Given problem :: Replace "pink t-shirt" with "pink top" in the data, starting with the line that contains "Target: black picture frame" and going on through the line that contains "x=901 y=426". Return only those lines, with everything else unchanged.

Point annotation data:
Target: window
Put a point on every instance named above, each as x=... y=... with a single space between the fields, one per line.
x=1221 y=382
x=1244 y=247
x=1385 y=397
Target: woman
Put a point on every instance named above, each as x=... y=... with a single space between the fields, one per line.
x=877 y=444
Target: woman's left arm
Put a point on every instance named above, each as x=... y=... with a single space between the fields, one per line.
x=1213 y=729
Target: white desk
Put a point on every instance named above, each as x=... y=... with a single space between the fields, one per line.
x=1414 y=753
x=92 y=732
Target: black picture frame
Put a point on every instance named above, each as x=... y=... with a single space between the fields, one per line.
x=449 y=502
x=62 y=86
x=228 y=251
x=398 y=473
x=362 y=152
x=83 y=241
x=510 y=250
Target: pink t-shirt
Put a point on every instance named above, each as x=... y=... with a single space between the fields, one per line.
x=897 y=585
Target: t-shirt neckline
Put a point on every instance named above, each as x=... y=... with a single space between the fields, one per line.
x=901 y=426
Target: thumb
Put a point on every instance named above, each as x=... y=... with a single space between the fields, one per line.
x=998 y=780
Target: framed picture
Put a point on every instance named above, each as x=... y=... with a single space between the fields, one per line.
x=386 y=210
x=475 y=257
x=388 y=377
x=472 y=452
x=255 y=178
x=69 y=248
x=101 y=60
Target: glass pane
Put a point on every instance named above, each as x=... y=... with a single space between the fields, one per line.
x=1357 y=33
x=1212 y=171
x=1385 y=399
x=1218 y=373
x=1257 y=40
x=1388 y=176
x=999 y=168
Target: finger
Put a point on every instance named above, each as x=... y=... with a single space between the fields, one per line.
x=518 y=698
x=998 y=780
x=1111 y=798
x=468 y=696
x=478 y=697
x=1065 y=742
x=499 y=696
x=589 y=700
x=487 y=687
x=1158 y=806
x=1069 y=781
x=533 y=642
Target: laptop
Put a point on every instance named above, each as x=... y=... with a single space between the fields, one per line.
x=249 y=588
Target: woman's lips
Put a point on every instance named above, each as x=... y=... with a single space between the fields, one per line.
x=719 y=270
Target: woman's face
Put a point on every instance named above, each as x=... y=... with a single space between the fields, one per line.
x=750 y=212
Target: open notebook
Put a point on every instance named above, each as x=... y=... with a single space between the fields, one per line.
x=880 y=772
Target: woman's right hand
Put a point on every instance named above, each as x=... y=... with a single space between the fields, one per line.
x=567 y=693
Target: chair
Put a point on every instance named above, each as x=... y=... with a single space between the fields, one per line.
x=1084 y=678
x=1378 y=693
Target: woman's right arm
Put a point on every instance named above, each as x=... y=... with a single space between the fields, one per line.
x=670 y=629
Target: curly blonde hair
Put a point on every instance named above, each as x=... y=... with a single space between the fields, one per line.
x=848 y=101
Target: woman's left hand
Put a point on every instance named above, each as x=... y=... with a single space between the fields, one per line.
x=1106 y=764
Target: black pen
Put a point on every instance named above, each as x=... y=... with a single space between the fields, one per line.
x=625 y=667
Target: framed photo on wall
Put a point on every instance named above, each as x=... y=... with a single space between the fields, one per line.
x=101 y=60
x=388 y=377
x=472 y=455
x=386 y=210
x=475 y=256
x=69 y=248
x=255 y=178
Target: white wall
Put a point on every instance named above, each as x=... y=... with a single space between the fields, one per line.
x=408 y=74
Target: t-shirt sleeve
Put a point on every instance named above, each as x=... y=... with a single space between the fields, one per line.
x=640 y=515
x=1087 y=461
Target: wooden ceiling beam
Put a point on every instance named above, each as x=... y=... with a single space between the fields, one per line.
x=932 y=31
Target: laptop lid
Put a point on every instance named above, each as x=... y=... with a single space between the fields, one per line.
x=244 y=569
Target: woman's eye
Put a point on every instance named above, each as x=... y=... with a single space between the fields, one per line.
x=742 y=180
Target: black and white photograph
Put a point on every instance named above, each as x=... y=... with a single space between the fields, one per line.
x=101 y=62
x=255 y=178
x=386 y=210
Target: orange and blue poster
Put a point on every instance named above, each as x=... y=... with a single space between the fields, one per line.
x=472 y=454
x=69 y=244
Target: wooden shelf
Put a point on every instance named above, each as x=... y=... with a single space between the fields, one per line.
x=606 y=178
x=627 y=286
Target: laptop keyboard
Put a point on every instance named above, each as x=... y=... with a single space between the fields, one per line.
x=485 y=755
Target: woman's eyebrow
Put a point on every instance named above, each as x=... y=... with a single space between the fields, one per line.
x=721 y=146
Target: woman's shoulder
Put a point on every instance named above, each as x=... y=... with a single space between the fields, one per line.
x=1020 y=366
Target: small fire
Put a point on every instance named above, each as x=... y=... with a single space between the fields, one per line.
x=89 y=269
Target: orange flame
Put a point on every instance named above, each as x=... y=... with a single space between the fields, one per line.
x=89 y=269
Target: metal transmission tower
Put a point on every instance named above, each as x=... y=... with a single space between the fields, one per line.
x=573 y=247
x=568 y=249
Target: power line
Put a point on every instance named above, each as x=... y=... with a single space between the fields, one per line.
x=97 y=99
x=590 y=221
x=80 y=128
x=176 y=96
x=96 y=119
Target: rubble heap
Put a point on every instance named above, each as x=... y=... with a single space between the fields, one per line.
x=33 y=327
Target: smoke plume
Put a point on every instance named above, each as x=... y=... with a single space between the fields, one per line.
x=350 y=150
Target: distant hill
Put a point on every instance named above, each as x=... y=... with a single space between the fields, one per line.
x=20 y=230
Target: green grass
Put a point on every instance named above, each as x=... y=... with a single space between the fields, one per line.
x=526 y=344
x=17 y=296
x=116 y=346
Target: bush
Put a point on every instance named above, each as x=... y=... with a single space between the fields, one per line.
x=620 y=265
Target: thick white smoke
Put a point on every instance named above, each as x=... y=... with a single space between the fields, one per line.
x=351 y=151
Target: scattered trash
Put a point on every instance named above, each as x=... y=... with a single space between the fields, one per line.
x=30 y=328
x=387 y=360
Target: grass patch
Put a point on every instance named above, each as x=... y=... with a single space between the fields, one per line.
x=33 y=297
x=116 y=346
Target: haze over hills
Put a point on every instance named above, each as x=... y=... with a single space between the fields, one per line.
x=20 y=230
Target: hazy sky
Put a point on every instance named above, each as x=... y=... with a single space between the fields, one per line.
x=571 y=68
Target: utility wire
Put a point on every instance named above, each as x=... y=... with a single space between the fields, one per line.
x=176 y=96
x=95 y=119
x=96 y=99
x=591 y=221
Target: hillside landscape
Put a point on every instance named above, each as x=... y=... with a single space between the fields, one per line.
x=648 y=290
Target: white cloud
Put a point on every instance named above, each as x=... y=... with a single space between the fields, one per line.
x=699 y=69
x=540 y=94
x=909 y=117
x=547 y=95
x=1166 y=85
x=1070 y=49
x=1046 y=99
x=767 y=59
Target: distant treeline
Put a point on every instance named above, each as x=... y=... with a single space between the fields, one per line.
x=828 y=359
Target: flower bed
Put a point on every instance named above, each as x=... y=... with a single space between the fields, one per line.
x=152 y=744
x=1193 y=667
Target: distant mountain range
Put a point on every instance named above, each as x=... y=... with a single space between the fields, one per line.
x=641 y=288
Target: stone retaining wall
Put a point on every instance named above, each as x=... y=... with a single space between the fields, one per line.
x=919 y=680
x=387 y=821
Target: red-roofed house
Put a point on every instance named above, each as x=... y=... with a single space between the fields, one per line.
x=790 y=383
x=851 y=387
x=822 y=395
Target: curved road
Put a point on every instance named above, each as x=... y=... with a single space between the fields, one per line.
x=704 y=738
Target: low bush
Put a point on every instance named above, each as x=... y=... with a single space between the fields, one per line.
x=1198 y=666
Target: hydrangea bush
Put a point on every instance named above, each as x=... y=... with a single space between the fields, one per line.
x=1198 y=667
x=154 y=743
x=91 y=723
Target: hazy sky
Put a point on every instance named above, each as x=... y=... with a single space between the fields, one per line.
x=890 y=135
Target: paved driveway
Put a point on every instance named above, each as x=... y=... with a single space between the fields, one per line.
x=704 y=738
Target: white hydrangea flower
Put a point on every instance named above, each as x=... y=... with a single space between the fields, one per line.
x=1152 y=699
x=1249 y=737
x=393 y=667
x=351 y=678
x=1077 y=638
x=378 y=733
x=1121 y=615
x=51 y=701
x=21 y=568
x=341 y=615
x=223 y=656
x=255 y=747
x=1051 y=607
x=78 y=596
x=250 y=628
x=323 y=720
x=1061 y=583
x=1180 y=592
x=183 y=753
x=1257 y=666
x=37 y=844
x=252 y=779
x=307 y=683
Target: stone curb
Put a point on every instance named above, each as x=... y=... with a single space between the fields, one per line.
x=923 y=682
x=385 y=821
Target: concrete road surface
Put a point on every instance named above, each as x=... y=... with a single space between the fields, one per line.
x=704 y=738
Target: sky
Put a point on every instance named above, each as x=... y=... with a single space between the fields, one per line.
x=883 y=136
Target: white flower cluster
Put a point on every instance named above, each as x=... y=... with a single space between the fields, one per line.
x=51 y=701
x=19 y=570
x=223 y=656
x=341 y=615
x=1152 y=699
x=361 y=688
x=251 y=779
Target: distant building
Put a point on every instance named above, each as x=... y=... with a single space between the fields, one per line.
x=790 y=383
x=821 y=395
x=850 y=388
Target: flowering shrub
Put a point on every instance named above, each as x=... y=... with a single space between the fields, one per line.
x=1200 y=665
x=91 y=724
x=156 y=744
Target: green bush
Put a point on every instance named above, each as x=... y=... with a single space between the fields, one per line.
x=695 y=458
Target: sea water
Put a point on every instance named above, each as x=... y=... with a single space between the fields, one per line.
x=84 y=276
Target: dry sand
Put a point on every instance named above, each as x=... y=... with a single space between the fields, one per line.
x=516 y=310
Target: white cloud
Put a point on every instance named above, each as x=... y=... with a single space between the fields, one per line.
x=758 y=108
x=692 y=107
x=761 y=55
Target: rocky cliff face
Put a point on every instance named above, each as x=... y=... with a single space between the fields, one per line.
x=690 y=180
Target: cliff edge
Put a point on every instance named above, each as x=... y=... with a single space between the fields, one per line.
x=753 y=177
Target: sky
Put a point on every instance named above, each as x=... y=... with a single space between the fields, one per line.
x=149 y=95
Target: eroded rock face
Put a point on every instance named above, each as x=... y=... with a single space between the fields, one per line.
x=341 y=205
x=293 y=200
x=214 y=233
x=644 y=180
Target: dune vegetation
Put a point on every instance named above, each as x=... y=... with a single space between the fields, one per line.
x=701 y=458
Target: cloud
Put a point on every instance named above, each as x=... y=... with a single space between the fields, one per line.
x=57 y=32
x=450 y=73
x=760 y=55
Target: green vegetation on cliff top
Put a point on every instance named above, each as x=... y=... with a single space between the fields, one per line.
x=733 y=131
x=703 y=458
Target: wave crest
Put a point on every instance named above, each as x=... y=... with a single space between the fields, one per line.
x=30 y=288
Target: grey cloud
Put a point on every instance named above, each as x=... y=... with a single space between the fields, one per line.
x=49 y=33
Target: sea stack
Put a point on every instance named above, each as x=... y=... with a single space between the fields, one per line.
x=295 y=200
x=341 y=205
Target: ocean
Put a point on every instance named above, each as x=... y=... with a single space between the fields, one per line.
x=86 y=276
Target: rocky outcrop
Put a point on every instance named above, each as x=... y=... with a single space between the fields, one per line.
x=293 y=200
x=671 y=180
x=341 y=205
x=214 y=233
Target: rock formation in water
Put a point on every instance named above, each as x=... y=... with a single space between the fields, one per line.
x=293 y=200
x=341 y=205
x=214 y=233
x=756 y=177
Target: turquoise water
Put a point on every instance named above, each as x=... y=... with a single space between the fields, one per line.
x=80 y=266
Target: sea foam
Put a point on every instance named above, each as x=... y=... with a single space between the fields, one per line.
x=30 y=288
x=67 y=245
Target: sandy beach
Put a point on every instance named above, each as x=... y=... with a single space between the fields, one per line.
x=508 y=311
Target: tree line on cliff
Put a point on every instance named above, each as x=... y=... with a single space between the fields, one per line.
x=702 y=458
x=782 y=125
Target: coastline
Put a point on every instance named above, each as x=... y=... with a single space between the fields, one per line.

Correct answer ::
Target: black picture frame
Put a point on every instance named above, each as x=... y=... with a single space between the fields, one per line.
x=449 y=502
x=62 y=86
x=228 y=251
x=398 y=473
x=362 y=152
x=83 y=241
x=510 y=250
Target: pink top
Put a point on every instance named above, each as x=... y=... with a single space between the fields, one per line.
x=897 y=585
Target: t-shirt neckline
Put a point on every instance named above, each as x=... y=... with a single space between the fields, one per line.
x=901 y=426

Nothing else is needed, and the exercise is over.